Regardng your preliminary answer, I by “correct” I assume you mean “correctly reflecting the desires of the human supervisors”? (In which case, this discussion feeds into our other thread.)
With the best will in the world, I have to focus on one topic at a time: I do not have the bandwidth to wander across the whole of this enormous landscape.
As your question: I was using “correct” as a verb, and the meaning was “self-correct” in the sense of bringing back to the previosuly specified course.
In this case this would be about the AI perceiving some aspects of its design that it noticed might cause it to depart from what it’s goal was nominally supposed to be. In that case it would suggest modifications to correct the problem.
One idea that I haven’t heard much discussion of: build a superintelligent AI, have it create a model of the world, build a tool for exploring that model of the world, figure out where “implement CEV” resides in that model of the world (the proverbial B002 predicate), and tell the AI to do that. This would be predicated on the ability to create a foolproof AI box or otherwise have the AI create a very detailed model of the world without being motivated to do anything with it. I have a feeling AI boxing may be easier than Friendliness, because the AI box problem’s structure is disjunctive (if any of the barriers to the AI screwing humanity up work, the box has worked) whereas the Friendliness problem is conjunctive (if we get any single element of Friendliness wrong, we fail at the entire thing).
I suppose if the post-takeoff AI understands human language the same way we do, in principle you could write a book-length natural language description of what you want it to do and hardcode that in to its goal structure, but it seems a bit dubious.

▸ **Work to complete**:
a) Answer these about the forum excerpt:
(i) According to the writer, what did "correct" mean as a verb?
(ii) Why is the AI box problem called disjunctive?
(iii) How does the last paragraph judge hardcoding a book-length natural language description into the AI's goal structure?
b) Return the passage of the forum excerpt between "One idea that" and "the entire thing).", inclusive.
The records have no role in this.

▸ **Data extract**:
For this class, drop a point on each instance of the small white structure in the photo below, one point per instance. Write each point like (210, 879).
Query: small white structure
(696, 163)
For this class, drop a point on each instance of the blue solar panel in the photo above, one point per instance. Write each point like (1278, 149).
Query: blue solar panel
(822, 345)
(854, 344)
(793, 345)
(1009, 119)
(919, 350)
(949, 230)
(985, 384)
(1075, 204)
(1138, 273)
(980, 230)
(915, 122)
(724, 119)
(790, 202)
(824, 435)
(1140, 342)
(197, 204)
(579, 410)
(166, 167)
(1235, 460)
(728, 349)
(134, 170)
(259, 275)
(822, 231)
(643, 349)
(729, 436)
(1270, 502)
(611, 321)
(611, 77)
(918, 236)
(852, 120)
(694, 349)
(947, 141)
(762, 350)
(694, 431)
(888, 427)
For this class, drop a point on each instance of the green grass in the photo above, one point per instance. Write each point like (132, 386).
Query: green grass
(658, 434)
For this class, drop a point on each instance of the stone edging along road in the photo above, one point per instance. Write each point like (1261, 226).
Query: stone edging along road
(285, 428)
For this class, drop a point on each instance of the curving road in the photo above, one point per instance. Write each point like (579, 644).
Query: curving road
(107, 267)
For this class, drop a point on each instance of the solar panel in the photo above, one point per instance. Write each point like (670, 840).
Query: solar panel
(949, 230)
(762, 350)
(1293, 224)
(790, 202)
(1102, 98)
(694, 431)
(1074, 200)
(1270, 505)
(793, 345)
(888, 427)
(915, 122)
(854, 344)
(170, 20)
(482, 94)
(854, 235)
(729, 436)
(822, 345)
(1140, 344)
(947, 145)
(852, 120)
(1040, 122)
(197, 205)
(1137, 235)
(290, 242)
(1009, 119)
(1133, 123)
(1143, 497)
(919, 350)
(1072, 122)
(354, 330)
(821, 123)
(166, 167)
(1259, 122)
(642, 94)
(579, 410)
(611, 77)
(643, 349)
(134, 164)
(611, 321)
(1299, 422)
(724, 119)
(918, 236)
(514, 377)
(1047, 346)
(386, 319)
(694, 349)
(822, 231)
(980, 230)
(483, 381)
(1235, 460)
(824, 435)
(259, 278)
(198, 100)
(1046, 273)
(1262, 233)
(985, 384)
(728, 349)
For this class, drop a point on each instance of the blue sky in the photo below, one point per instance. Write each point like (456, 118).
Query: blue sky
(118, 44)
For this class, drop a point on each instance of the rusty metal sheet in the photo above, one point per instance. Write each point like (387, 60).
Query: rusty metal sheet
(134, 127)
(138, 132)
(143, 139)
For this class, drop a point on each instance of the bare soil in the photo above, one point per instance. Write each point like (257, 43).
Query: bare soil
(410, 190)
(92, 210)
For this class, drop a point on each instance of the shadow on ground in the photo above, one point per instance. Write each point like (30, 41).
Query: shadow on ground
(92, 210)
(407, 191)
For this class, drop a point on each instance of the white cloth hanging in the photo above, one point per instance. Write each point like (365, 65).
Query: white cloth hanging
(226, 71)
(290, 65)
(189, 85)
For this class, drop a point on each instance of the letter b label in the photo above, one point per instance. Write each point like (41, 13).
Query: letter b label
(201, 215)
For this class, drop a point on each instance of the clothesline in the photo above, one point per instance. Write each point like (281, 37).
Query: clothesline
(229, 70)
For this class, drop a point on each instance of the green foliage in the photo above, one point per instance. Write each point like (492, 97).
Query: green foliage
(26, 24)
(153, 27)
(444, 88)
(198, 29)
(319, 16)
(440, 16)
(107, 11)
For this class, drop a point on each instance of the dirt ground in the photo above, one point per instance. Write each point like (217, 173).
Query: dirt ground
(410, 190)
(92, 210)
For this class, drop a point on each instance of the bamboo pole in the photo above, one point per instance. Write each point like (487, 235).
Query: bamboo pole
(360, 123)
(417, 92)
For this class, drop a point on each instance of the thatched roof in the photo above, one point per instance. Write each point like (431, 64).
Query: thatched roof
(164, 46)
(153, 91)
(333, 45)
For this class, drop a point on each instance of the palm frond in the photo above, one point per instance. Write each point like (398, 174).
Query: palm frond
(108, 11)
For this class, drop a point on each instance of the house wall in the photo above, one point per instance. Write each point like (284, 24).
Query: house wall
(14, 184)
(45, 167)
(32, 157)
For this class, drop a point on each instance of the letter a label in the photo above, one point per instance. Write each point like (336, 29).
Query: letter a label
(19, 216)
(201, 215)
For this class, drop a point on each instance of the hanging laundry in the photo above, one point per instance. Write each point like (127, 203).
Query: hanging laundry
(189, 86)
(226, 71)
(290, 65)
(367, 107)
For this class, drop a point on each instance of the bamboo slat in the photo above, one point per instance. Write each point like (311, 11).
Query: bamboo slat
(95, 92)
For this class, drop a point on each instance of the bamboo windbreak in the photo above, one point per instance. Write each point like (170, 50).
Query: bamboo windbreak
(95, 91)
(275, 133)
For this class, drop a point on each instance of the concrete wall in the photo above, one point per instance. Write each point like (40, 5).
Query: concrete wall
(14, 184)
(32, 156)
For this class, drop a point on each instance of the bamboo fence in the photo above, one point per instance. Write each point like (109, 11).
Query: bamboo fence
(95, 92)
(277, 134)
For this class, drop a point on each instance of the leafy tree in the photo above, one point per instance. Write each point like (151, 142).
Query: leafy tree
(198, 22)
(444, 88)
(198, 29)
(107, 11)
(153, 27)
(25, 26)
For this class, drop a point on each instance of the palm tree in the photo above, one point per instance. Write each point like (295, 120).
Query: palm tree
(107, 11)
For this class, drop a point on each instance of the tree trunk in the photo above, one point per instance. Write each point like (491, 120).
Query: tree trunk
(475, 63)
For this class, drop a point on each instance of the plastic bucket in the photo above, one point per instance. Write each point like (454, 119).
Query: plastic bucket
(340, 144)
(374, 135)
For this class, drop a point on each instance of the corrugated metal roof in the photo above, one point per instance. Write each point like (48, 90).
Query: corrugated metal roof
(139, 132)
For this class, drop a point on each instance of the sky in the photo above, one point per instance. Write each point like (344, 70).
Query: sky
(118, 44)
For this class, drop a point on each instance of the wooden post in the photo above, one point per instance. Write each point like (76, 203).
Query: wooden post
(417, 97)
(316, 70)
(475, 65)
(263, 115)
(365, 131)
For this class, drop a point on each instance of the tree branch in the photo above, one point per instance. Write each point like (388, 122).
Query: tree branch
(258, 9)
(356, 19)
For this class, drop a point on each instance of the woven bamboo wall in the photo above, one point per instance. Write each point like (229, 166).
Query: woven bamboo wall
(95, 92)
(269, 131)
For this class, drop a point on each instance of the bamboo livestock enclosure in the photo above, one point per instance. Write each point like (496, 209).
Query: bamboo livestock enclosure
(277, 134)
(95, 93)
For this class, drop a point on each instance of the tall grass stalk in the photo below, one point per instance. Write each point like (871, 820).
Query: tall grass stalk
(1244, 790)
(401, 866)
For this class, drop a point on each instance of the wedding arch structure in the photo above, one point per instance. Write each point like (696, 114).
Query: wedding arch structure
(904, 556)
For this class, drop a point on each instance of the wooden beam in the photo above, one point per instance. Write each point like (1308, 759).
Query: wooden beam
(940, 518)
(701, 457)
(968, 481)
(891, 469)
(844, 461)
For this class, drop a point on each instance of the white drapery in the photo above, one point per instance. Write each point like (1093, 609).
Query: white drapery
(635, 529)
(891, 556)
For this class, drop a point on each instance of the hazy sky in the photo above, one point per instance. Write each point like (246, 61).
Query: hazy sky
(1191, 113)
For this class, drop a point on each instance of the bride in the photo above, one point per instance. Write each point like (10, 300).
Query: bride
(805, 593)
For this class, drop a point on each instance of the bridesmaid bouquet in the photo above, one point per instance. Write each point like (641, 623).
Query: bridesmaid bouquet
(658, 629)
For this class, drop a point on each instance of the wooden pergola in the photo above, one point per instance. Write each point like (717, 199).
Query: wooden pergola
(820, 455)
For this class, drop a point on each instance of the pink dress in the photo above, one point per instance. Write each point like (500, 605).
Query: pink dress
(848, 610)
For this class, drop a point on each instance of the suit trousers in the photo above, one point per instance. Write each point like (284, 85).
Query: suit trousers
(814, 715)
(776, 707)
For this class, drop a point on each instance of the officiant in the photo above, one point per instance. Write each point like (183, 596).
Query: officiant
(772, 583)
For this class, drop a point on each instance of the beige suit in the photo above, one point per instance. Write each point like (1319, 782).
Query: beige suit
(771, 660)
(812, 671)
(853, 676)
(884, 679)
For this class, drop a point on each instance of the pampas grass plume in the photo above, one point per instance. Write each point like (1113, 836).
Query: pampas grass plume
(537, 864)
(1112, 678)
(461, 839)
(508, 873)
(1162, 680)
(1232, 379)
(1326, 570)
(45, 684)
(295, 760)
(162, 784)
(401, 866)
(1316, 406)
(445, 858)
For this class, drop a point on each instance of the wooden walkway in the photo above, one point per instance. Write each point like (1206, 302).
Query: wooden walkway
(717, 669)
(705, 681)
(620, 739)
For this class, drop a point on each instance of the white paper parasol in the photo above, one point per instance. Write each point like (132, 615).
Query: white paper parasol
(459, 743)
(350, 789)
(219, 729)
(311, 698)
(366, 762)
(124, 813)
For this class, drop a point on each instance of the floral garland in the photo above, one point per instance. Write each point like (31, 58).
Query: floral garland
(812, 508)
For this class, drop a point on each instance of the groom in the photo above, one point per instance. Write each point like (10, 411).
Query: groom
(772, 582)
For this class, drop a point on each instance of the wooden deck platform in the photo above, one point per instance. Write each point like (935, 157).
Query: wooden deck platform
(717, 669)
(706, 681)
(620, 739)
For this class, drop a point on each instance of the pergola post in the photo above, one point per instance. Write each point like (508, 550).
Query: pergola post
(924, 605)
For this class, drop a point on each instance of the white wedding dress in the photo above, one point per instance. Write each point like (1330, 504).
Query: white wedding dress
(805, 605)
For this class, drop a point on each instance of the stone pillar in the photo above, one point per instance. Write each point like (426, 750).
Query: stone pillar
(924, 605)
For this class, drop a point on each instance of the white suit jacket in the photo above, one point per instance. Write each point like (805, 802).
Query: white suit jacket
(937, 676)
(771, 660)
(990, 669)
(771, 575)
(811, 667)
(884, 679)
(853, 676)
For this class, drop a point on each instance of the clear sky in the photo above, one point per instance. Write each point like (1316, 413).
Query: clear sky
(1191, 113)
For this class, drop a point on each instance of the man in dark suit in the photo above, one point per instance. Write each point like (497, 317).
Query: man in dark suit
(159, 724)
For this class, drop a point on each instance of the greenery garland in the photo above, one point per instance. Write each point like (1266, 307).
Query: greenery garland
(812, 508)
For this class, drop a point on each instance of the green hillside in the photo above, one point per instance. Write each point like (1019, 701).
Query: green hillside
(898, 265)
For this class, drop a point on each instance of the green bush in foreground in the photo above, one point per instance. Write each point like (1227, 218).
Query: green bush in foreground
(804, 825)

▸ **Answers provided**:
a)
(i) It meant "self-correct," in the sense of bringing back to the previously specified course.
(ii) If any of the barriers to the AI screwing humanity up work, the box has worked.
(iii) It calls the idea "a bit dubious."

b)
One idea that I haven’t heard much discussion of: build a superintelligent AI, have it create a model of the world, build a tool for exploring that model of the world, figure out where “implement CEV” resides in that model of the world (the proverbial B002 predicate), and tell the AI to do that. This would be predicated on the ability to create a foolproof AI box or otherwise have the AI create a very detailed model of the world without being motivated to do anything with it. I have a feeling AI boxing may be easier than Friendliness, because the AI box problem’s structure is disjunctive (if any of the barriers to the AI screwing humanity up work, the box has worked) whereas the Friendliness problem is conjunctive (if we get any single element of Friendliness wrong, we fail at the entire thing).